Aim of the exercise → Edit the lines below so that "beige" becomes "white" wherever it shows up, with nothing else changed. Leave the pictures out of your answer.

Items from a data source
⁂
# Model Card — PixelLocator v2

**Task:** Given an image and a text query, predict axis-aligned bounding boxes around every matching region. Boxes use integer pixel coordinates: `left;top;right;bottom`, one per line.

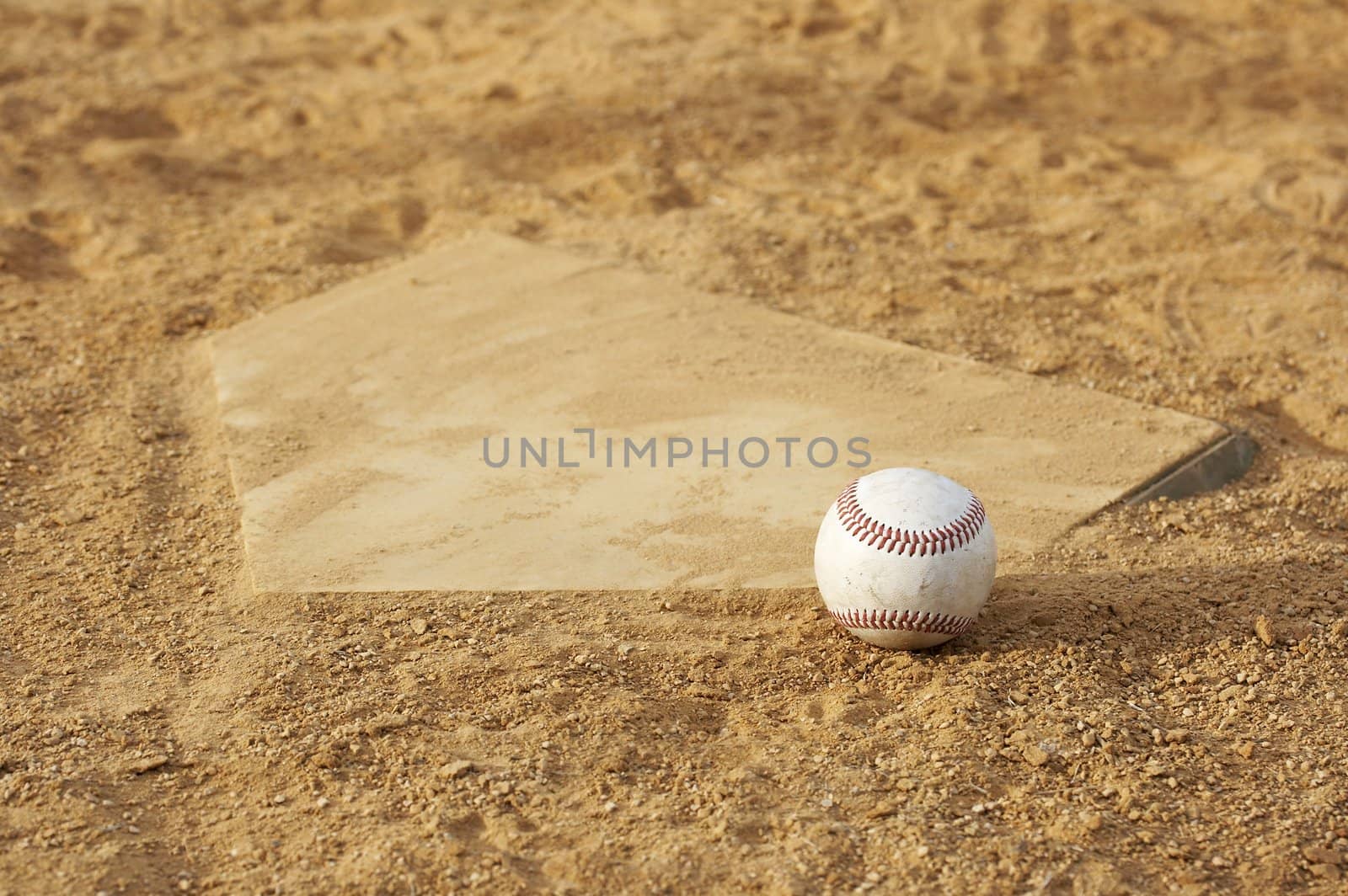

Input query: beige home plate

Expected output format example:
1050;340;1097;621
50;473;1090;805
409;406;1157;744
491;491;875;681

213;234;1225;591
⁂
Answer to this task →
# Model Card — PixelLocator v2

**Task:** Given an image and a text query, predict axis-aligned bounding boxes around every matching region. Boxes use integer pixel coordinates: `left;top;right;bottom`, one per line.


Input query: white home plate

Expected output format example:
1050;340;1097;621
50;473;1090;805
409;406;1157;744
491;491;875;681

213;234;1225;591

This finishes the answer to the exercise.